WHAT THE TASK ASKS>
All of the data, from the first line to the last, should be reproduced without alteration.

*** Opening of SUPPLIED ENTRIES ***

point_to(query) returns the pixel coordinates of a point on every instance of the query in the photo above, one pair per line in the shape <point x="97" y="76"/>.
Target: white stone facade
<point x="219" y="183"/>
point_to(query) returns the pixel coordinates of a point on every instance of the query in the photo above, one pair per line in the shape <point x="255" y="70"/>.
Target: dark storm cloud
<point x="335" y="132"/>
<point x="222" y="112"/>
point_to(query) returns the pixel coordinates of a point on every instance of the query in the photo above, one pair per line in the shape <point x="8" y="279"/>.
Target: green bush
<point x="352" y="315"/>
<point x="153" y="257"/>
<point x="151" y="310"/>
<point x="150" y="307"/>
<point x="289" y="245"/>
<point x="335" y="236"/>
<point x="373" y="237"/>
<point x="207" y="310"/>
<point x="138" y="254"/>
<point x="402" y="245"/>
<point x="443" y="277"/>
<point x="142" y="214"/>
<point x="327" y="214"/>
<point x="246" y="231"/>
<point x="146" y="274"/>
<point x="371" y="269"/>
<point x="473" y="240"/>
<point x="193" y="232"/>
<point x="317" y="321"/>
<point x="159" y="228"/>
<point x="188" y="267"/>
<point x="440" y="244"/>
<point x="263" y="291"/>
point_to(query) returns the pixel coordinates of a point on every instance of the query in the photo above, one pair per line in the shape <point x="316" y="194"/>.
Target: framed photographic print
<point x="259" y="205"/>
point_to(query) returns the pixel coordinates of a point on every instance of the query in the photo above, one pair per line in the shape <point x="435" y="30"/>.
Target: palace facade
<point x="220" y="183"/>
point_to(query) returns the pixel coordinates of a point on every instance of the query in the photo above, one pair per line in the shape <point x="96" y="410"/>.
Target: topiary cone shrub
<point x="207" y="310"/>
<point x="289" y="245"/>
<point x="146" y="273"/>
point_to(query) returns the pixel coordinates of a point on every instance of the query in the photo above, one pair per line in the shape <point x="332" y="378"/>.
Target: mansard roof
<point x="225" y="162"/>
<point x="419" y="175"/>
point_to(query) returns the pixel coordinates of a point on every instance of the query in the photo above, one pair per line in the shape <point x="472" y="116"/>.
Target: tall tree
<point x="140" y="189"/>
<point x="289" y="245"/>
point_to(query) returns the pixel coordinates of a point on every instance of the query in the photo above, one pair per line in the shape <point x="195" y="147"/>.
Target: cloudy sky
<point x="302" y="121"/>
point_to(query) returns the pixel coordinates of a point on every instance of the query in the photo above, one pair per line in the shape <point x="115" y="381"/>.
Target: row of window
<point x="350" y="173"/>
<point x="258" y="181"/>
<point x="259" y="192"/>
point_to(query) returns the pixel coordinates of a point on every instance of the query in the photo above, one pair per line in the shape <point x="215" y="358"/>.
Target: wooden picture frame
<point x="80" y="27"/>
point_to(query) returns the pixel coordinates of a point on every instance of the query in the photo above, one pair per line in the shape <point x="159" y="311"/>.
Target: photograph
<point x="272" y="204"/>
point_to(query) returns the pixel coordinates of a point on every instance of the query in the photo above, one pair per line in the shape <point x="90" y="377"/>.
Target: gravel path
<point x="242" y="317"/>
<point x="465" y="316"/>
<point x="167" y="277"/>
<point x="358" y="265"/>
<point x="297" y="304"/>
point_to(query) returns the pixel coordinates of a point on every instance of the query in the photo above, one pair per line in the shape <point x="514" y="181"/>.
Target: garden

*** Close of SUPPLIED ENTRIES ***

RESPONSE TO THIS TASK>
point_to(query) returns the pixel coordinates of a point on every instance of the query in the photo above, one pair per line in the shape <point x="97" y="76"/>.
Target: white stone facade
<point x="219" y="183"/>
point_to(query) returns the pixel coordinates of a point on every instance of the query in the photo above, one pair per line in the shape <point x="255" y="70"/>.
Target: dark storm cloud
<point x="335" y="132"/>
<point x="222" y="112"/>
point_to(query) returns the pixel coordinates of a point on every instance of the query in the photo above, one pair per line in the shape <point x="8" y="279"/>.
Target: green bush
<point x="352" y="315"/>
<point x="153" y="257"/>
<point x="151" y="310"/>
<point x="150" y="307"/>
<point x="289" y="245"/>
<point x="335" y="236"/>
<point x="373" y="237"/>
<point x="207" y="310"/>
<point x="138" y="254"/>
<point x="402" y="245"/>
<point x="443" y="277"/>
<point x="142" y="214"/>
<point x="327" y="214"/>
<point x="246" y="231"/>
<point x="146" y="274"/>
<point x="371" y="269"/>
<point x="473" y="240"/>
<point x="193" y="232"/>
<point x="317" y="321"/>
<point x="159" y="228"/>
<point x="188" y="267"/>
<point x="440" y="244"/>
<point x="263" y="291"/>
point_to(query) returns the pixel coordinates of a point on every instance of the query in the photo above, one pair per line in the shape <point x="316" y="194"/>.
Target: framed photographic print
<point x="259" y="205"/>
point_to(query) returns the pixel coordinates of a point on every instance of the query in the photo above, one pair per line in the shape <point x="435" y="30"/>.
Target: palace facade
<point x="220" y="183"/>
point_to(query) returns the pixel coordinates of a point on every instance of the query in the photo above, one pair per line in the shape <point x="96" y="410"/>.
Target: topiary cone shrub
<point x="207" y="310"/>
<point x="289" y="245"/>
<point x="146" y="273"/>
point_to(query) returns the pixel coordinates of a point on every instance of the query in the photo above, one pair per line in the shape <point x="332" y="378"/>.
Target: mansard roof
<point x="225" y="162"/>
<point x="419" y="175"/>
point_to(query) returns the pixel coordinates of a point on every instance of the query in the photo above, one pair per line in the shape <point x="472" y="116"/>.
Target: tall tree
<point x="140" y="189"/>
<point x="289" y="245"/>
point_to(query) returns the pixel coordinates of a point on every instance of the query in the photo above, one pair per line in the shape <point x="195" y="147"/>.
Target: cloudy sky
<point x="302" y="121"/>
point_to(query) returns the pixel coordinates of a point on every instance of the query in the photo above, one pair per line in the shape <point x="115" y="381"/>.
Target: row of window
<point x="350" y="173"/>
<point x="258" y="181"/>
<point x="259" y="192"/>
point_to(query) returns the pixel coordinates of a point on every instance of the query in the photo above, one pair per line in the shape <point x="215" y="358"/>.
Target: wooden picture frame
<point x="80" y="27"/>
point_to(query) returns the pixel coordinates of a point on every instance of the query in the photo above, one pair per line in the shape <point x="159" y="311"/>.
Target: photograph
<point x="272" y="204"/>
point_to(query) returns the pixel coordinates of a point on every instance of the query in the photo above, one pair per line in the shape <point x="90" y="377"/>.
Target: gravel path
<point x="242" y="317"/>
<point x="465" y="316"/>
<point x="167" y="277"/>
<point x="358" y="265"/>
<point x="297" y="304"/>
point_to(query) returns the pixel coordinates of a point on every instance of the query in the photo above, one pair per line in the shape <point x="514" y="181"/>.
Target: garden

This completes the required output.